- Information given -
++++++++

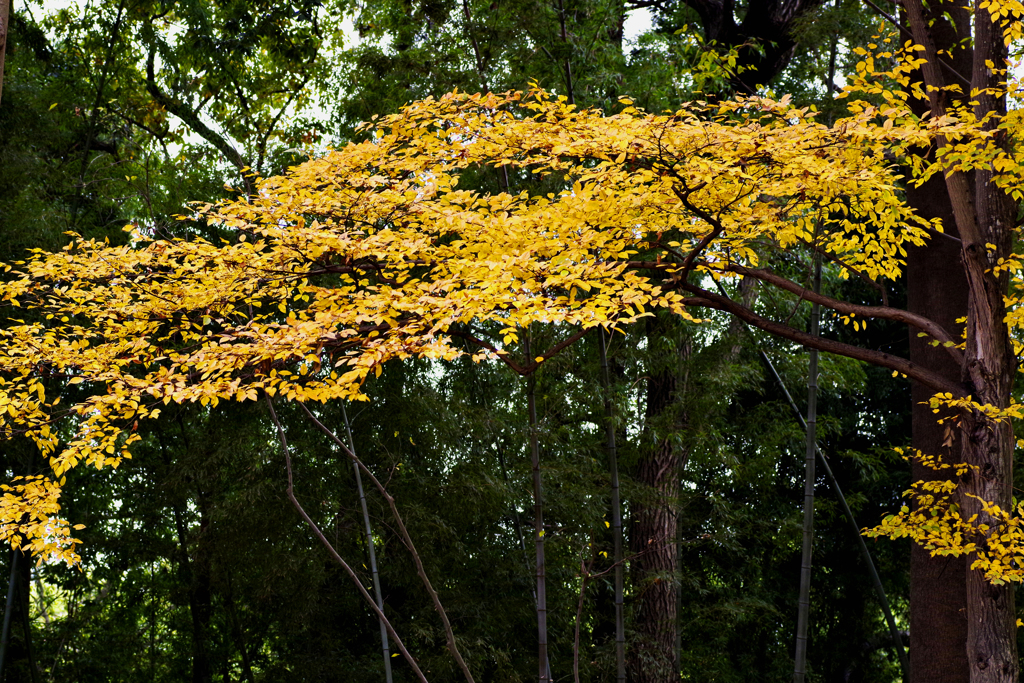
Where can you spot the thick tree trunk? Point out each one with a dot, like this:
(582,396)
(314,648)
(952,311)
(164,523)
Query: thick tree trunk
(936,289)
(653,531)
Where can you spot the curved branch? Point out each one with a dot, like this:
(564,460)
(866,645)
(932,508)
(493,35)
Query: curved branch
(192,120)
(929,327)
(930,379)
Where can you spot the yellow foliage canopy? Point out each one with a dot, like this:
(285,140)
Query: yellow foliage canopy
(374,253)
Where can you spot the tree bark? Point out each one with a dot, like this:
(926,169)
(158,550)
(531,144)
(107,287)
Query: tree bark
(983,220)
(937,288)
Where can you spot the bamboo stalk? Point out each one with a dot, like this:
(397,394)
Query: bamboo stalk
(542,595)
(803,613)
(616,513)
(370,544)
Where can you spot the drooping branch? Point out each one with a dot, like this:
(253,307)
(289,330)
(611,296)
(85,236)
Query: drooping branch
(930,379)
(929,327)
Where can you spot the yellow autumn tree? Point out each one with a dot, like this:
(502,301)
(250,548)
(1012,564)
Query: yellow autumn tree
(373,254)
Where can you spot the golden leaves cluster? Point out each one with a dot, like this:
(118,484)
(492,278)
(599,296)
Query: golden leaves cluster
(374,253)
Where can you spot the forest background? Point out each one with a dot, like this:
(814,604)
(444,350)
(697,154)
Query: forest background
(195,564)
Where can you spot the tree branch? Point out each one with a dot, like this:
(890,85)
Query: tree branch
(927,377)
(192,120)
(449,633)
(327,544)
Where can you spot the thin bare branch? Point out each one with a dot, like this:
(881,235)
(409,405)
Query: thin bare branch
(330,548)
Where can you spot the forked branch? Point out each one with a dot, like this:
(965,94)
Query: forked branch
(407,539)
(327,544)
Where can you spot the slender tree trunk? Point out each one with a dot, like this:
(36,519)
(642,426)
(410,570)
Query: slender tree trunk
(542,593)
(616,511)
(804,611)
(4,24)
(372,551)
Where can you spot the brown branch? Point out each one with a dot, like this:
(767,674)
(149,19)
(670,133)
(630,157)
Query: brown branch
(927,326)
(407,539)
(906,32)
(914,371)
(327,544)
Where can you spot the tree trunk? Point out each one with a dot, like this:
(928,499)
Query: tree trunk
(653,530)
(984,220)
(937,289)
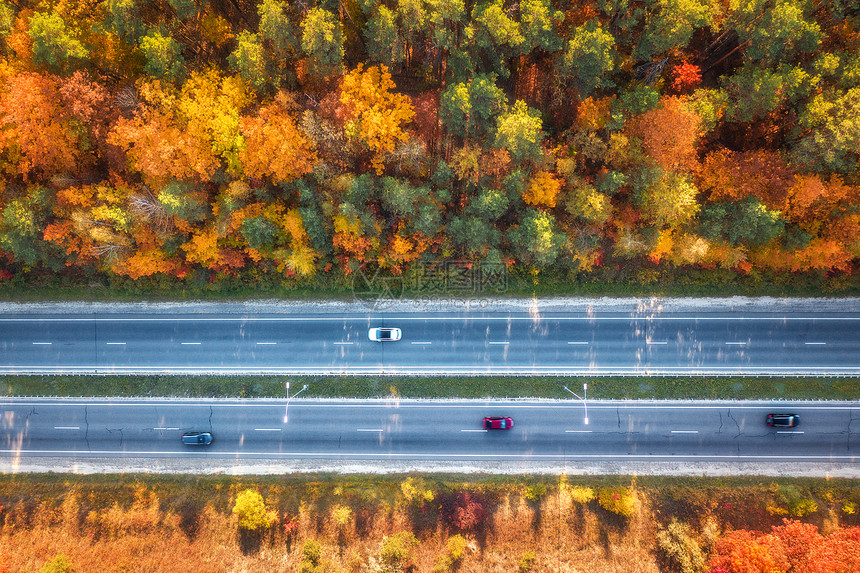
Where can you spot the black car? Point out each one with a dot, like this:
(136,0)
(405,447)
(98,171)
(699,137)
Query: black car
(197,438)
(783,420)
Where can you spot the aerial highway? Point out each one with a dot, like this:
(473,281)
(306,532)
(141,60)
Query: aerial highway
(439,343)
(422,430)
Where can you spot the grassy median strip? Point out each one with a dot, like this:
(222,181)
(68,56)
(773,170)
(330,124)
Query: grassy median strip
(604,387)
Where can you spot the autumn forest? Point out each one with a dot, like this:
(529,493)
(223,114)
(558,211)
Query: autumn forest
(217,140)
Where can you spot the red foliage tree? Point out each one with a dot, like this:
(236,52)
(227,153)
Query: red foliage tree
(793,546)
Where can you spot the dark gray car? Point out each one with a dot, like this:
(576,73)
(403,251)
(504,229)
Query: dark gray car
(197,438)
(783,420)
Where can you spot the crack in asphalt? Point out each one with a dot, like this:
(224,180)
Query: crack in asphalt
(737,425)
(87,427)
(32,412)
(851,420)
(121,435)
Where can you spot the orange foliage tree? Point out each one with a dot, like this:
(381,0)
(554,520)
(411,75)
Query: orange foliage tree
(273,145)
(686,77)
(375,114)
(669,134)
(543,190)
(793,546)
(732,176)
(39,135)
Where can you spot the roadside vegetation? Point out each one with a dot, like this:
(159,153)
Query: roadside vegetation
(602,387)
(431,523)
(180,148)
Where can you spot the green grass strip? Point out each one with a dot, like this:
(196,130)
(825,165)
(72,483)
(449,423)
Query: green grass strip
(604,387)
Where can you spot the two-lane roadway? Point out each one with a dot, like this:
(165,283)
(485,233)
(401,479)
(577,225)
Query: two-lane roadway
(425,430)
(439,343)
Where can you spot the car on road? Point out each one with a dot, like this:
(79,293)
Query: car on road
(783,420)
(384,334)
(197,438)
(498,423)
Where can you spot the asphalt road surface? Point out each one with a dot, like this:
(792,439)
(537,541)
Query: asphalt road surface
(422,430)
(439,343)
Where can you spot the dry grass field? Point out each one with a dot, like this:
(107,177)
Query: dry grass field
(107,524)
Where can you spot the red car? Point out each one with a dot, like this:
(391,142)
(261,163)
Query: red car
(498,423)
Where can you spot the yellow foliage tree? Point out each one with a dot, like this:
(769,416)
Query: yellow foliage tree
(375,114)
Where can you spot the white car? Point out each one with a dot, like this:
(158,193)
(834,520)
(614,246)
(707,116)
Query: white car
(384,334)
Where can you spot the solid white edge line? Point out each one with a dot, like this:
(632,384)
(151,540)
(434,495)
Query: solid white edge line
(824,458)
(440,318)
(371,370)
(416,403)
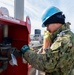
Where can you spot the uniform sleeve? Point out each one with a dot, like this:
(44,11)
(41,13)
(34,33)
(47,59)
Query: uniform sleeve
(55,57)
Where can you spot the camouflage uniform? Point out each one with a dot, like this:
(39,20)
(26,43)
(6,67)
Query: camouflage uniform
(59,59)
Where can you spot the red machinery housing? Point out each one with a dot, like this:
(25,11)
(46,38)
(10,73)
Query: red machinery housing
(19,32)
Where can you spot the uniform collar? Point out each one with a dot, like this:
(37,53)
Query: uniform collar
(62,28)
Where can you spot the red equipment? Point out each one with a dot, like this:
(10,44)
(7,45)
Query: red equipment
(19,32)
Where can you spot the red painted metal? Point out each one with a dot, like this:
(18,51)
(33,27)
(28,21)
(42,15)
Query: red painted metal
(19,32)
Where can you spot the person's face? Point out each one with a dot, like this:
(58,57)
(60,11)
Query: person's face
(53,27)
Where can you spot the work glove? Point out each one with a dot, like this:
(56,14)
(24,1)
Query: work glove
(25,48)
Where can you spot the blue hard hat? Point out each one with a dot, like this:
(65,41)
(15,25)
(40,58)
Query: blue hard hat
(48,13)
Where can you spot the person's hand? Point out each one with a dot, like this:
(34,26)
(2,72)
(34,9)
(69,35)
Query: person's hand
(25,48)
(47,34)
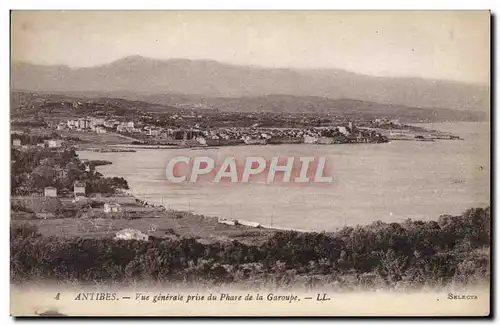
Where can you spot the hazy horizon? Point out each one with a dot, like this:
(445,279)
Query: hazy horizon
(440,45)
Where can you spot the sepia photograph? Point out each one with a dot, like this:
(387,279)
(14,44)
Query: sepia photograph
(250,163)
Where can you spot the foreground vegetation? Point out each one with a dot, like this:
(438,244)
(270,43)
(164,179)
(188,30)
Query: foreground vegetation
(454,249)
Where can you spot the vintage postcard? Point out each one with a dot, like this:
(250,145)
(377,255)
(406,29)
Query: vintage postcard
(250,163)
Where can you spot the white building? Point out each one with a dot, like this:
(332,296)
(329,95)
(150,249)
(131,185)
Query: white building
(131,234)
(343,130)
(310,139)
(50,192)
(79,188)
(54,143)
(100,129)
(228,221)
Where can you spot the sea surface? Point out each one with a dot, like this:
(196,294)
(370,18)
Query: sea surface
(388,182)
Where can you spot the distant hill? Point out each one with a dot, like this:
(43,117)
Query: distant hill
(137,75)
(286,104)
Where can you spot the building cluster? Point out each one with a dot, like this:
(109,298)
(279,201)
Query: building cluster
(49,143)
(99,125)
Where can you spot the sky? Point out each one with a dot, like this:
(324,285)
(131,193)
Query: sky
(451,45)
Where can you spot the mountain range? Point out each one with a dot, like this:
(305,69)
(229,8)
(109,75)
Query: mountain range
(137,77)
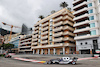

++++++++

- Task -
Pick out each line above that contains the word "asphalt" and copy it in full.

- Exercise output -
Where can you spot the crack in asphalt? Point out each one with a dot, like this:
Query: crack in asphalt
Where can you spot the asphalt road surface? Point out each one with a dot, like this:
Query: asphalt road surface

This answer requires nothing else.